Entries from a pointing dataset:

= = = = =

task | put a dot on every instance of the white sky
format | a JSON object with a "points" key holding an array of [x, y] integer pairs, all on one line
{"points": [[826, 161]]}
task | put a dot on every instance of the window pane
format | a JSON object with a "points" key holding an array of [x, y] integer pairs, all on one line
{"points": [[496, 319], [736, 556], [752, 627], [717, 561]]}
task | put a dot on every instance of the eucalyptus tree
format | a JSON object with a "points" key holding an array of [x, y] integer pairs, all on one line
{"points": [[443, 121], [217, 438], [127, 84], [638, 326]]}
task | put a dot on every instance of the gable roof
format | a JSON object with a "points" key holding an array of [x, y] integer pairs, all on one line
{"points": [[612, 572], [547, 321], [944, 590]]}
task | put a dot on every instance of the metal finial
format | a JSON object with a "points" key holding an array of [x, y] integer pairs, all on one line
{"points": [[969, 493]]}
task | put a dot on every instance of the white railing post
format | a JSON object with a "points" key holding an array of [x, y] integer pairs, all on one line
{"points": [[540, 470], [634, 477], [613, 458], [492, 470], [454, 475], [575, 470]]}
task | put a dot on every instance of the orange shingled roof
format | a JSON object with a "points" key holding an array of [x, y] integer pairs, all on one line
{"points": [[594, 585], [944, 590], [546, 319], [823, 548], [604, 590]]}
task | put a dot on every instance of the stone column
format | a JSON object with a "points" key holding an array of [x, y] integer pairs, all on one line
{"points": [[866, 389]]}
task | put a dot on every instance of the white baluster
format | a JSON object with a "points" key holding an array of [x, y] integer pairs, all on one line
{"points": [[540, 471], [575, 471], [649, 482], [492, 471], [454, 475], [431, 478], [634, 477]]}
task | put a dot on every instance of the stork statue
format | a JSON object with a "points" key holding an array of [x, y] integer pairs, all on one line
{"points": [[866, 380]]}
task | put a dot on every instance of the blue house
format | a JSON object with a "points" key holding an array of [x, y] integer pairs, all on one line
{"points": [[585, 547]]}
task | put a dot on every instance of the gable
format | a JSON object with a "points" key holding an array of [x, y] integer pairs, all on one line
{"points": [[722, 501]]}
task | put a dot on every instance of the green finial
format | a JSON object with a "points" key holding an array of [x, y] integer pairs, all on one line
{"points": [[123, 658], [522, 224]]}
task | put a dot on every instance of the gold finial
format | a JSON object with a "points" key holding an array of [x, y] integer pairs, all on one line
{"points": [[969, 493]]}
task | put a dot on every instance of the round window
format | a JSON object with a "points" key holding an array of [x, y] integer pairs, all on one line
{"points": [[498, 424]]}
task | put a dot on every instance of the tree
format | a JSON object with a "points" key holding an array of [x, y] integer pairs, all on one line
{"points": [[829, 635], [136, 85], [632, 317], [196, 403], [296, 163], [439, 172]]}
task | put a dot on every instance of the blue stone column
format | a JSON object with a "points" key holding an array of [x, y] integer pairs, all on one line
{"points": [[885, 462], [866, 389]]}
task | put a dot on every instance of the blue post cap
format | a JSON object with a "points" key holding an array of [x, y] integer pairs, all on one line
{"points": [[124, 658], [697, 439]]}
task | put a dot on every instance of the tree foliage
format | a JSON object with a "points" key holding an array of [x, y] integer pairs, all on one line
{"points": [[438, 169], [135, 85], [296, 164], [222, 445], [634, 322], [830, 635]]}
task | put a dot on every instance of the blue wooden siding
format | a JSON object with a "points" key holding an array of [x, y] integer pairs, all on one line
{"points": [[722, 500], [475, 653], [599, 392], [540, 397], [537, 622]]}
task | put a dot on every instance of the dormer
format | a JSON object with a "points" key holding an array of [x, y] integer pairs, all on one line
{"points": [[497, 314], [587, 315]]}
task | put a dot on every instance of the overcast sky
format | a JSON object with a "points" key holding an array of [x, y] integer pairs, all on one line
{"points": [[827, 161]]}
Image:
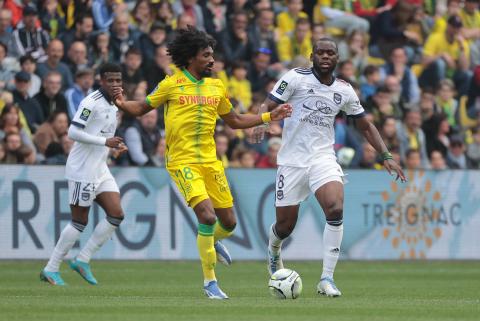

= = = = =

DIRECTIONS FOR THIS TASK ▸ Can you switch every "put a dot on" in the material above to "mark", keep everything else the same, and leave the pictures out of your reply?

RESULT OF THE TASK ▸
task | mark every instance of the white sky
format | a JSON object with a "points" key holding an array of [x, y] integer pairs, all on one line
{"points": [[826, 161]]}
task | mark every instance of the window pane
format | a JSON object with a "points" key holding an array of [x, y] integer pairs, all on one line
{"points": [[496, 319], [736, 556], [752, 627], [717, 561]]}
task | mark every instance of the eucalyptus tree
format | a JSON object with a "points" key holding an array of [x, y] integer pairs, all on one line
{"points": [[443, 121], [217, 438], [127, 84], [638, 326]]}
task | mark every instance of the gable roof
format | a JSON object with a "points" key holding an array of [x, y] integer pairs, all on one line
{"points": [[612, 572], [547, 321], [944, 590]]}
task | mark every instance of the metal finial
format | a JSON object with a "points" key holding an array of [x, y] integer pairs, all on one line
{"points": [[969, 493]]}
task | mark every instance of the white railing post
format | a JSON object with a "points" key holding an array of [x, y] integer pairs, all on one line
{"points": [[540, 470], [634, 477], [613, 458], [492, 470], [454, 475], [575, 470]]}
task | mark every instance of the orange shingled roof
format | a JSON object with a "points" key holding an array of [x, y] integer pairs, all on one line
{"points": [[594, 585], [944, 590], [546, 319], [823, 548], [604, 590]]}
task | mark every instance of the stone column
format | a JSON object with a "points" key holding an array of [x, y] integer pairs, all on one line
{"points": [[866, 389]]}
task | mark every instance of the white baluster
format | a JSON object with a "points" key holding an array of [x, y] integer pairs, all on one line
{"points": [[540, 471], [575, 471], [649, 482], [492, 471], [454, 475], [431, 478], [634, 477]]}
task | mark every instance of the stork statue
format | a JSON object with a "points" key holding an array of [x, y] integer pairs, all on one line
{"points": [[866, 380]]}
task | mark every instance of the blue house
format | a JSON object with a "points" key holding an array of [x, y] integer pairs, all on one line
{"points": [[585, 547]]}
task | mark every instance of the gable
format | a JSON object with a "points" key holding an array of [x, y] integer pairs, all on one line
{"points": [[722, 501]]}
task | mark every instance of the green finial
format | a JSON object with a "points" key holding an array of [x, y] integer pairs, all on one line
{"points": [[123, 658], [522, 224]]}
task | mark every instance of the gold finial
format | a JSON object with a "points" key holding an array of [x, y] integer pairs, all on one line
{"points": [[969, 493]]}
task | mark every instance of the round window
format | a JSON object with a "points" key holding an array of [x, y] integer pairs, all on one line
{"points": [[498, 424]]}
task | mark every instance of the tree
format | a JSON object with a "points" key holding an array of [x, y] integer pairs, all on one line
{"points": [[829, 635], [136, 85], [632, 317], [196, 403], [296, 163], [439, 172]]}
task | mark every instance of the blue stone column
format | a JSON object with a "points" key holding an array of [x, y] integer pairs, all on one line
{"points": [[885, 462], [866, 389]]}
task | mark every instance of the blue post cap
format | a JSON object with a "points" key holding an array of [x, y] integer pairs, all on one line
{"points": [[124, 658], [697, 439]]}
task | mark every instance of the tree foliage
format | a JSON object with a "points" key holding an array of [x, y] integer pairs, all on one line
{"points": [[438, 169], [135, 85], [296, 164], [222, 445], [634, 322], [830, 635]]}
task | mark every instance of the blue wooden siding
format | a JSON object with a "points" key holding an array of [x, y] integer pairs, all on one line
{"points": [[722, 500], [475, 653], [599, 392], [540, 397], [537, 622]]}
task | mark every instance of the dormer
format | a JSON object with a "points" key holding an array of [x, y] integer pairs, all on one line
{"points": [[497, 314], [587, 315]]}
task | mark every instance of the overcast sky
format | a JSON object with a "points" key holding an array of [x, y] integer pairs, all on one line
{"points": [[827, 161]]}
Image:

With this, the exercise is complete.